- [TEXT]
------------------------------------
TOKYO (Reuters) - Seiji Ozawa, Japan’s most famous conductor, is set to make a comeback in August at a music festival after taking more than a year off to recover from a spell of bad health that included bouts of pneumonia.
The former Vienna State Opera music director, 77, who before that was conductor of the Boston Symphony Orchestra, was diagnosed with esophageal cancer in January 2010 and completed treatment later that year.
Last March, he announced he would take a year-long break from conducting to recover his strength after a number of health issues but vowed to return to performing.
Ozawa is set to conduct Maurice Ravel’s opera “The Child and the Spells” at the Saito Kinen Festival in the city of Matsumoto, central Japan, in late August, said an official at the festival office.
“Maestro Ozawa said last March that he was taking a year off, and that year is almost up,” the official said, noting that it’s hard to know if the performance will truly mark Ozawa’s comeback since the performance date is so far away.
------------------------------------
- [RECORDS PROVIDED]
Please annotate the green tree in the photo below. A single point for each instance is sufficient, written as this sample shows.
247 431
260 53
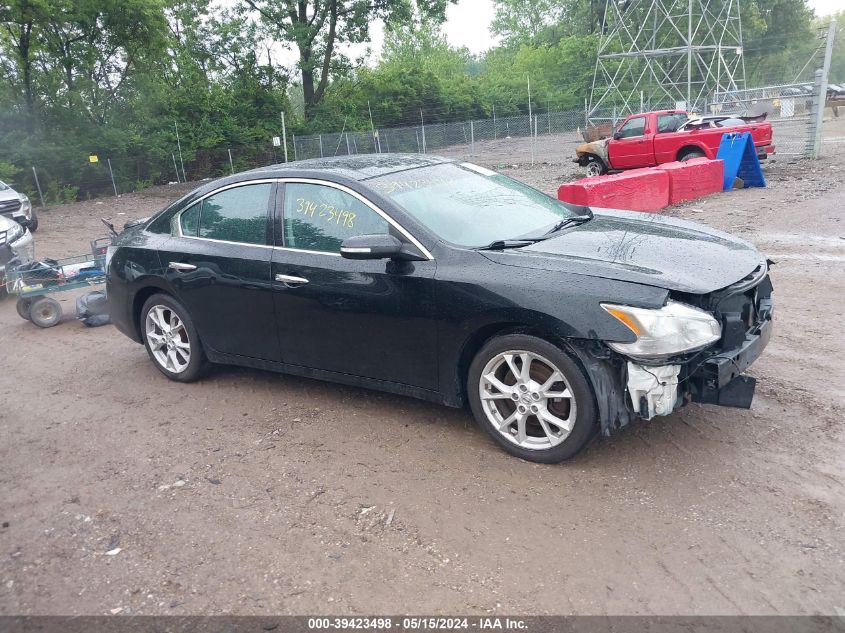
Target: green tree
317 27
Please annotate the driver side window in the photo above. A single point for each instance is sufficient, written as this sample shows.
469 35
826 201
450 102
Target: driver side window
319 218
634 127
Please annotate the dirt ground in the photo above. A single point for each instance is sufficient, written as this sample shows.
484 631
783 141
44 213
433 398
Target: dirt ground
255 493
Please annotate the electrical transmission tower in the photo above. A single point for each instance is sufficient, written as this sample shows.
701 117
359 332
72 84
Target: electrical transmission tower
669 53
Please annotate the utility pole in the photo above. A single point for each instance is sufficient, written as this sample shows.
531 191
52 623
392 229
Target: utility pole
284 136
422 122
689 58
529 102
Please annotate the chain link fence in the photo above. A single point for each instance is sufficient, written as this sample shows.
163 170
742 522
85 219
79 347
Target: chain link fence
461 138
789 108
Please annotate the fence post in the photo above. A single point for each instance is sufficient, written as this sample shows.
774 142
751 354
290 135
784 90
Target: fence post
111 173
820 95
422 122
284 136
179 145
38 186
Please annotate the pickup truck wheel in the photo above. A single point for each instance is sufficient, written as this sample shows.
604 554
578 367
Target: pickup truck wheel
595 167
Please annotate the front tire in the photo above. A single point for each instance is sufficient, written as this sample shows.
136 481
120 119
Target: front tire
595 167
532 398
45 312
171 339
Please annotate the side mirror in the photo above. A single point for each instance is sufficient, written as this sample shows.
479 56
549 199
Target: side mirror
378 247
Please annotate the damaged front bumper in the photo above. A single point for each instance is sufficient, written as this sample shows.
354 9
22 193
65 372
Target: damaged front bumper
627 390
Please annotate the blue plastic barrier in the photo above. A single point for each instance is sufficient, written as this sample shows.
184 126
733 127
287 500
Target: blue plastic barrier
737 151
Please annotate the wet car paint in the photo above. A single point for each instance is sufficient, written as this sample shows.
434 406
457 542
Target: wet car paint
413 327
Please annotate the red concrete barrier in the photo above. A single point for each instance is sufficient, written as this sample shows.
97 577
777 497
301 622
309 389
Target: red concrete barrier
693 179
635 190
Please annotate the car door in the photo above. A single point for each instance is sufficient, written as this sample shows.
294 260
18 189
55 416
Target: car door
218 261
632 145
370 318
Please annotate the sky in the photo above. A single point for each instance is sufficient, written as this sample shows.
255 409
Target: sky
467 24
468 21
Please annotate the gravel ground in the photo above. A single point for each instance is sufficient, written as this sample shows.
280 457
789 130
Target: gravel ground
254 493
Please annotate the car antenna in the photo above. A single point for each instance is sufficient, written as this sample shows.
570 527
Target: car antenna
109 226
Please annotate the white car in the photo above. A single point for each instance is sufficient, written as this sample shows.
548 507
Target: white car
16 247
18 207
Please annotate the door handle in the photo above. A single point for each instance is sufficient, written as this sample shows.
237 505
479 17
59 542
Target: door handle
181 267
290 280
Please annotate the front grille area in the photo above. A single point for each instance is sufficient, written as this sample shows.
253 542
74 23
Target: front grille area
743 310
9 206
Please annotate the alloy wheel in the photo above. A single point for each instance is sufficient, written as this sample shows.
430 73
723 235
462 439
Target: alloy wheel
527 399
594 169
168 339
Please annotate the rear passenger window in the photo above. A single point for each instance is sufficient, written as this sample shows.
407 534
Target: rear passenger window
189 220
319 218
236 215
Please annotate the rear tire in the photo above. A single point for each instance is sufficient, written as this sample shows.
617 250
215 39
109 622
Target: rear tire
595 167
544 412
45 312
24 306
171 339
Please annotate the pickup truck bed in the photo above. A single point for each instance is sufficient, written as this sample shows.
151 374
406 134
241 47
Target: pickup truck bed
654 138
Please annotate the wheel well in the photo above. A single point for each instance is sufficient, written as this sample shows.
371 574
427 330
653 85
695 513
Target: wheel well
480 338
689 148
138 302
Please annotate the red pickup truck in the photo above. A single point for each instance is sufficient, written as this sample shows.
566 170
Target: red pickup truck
------------------------------------
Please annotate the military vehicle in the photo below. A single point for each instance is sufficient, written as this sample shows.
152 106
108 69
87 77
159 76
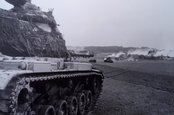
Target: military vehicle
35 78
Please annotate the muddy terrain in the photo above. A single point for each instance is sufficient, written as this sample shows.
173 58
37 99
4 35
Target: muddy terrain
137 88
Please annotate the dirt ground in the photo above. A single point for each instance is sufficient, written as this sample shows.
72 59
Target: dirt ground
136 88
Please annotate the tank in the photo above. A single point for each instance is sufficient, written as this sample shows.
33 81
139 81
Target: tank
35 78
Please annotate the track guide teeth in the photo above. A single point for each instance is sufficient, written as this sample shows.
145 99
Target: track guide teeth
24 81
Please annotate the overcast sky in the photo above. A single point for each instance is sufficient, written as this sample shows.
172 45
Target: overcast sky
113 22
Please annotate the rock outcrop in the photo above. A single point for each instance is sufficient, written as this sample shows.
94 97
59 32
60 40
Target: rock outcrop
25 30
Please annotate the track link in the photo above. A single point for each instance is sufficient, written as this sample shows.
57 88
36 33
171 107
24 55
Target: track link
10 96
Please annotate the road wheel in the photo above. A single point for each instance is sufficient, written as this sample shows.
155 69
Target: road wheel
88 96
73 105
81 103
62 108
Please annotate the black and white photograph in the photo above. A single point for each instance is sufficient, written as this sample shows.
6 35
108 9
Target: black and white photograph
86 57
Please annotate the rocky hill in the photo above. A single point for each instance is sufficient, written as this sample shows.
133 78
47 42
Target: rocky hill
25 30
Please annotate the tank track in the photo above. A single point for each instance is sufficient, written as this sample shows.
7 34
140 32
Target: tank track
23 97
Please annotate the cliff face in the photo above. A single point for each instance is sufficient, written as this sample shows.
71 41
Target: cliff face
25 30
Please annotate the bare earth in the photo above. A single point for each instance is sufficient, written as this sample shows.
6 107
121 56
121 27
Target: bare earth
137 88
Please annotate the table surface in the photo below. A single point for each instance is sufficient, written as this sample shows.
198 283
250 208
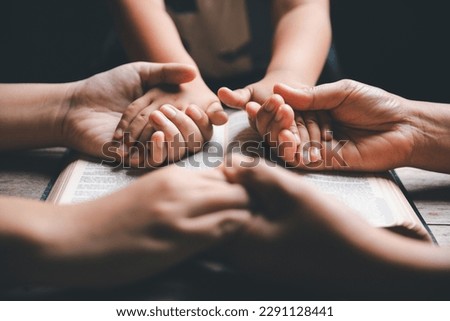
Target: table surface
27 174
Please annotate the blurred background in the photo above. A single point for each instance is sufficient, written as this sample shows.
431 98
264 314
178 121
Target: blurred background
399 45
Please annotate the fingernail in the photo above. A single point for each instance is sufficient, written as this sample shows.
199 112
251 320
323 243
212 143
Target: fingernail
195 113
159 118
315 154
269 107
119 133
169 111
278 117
------------------------------------
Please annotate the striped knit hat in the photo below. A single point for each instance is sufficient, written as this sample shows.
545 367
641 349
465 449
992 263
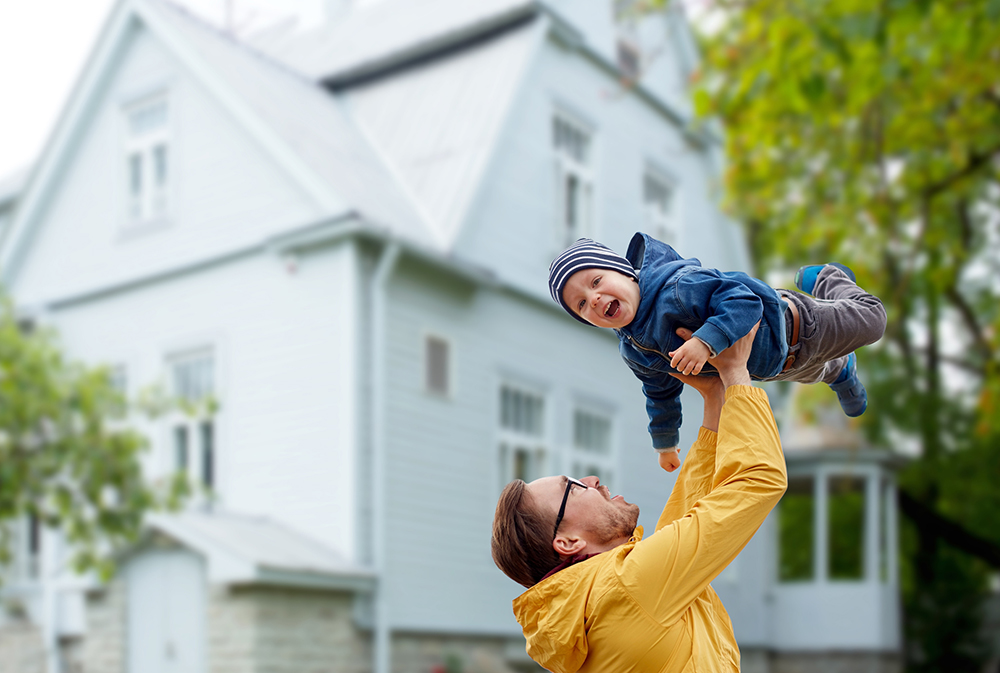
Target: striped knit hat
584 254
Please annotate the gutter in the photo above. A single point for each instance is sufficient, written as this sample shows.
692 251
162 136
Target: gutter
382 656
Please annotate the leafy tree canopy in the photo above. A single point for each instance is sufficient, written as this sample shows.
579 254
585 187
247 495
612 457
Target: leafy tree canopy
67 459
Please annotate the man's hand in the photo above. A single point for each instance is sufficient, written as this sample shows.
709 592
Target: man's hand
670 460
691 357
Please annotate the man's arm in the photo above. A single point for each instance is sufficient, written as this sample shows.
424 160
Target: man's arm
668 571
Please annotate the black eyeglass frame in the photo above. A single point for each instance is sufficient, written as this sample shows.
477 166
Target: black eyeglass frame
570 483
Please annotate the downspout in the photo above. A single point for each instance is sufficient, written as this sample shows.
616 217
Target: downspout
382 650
------------------------------------
- [GOAL OF THE EXERCISE] In the passage on Seiji Ozawa's return to conducting, rewrite the part that begins with "The former Vienna" and ends after "the festival office.", replacing "year-long break" with "twelve-month break".

- [TASK RESULT]
The former Vienna State Opera music director, 77, who before that was conductor of the Boston Symphony Orchestra, was diagnosed with esophageal cancer in January 2010 and completed treatment later that year.
Last March, he announced he would take a twelve-month break from conducting to recover his strength after a number of health issues but vowed to return to performing.
Ozawa is set to conduct Maurice Ravel’s opera “The Child and the Spells” at the Saito Kinen Festival in the city of Matsumoto, central Japan, in late August, said an official at the festival office.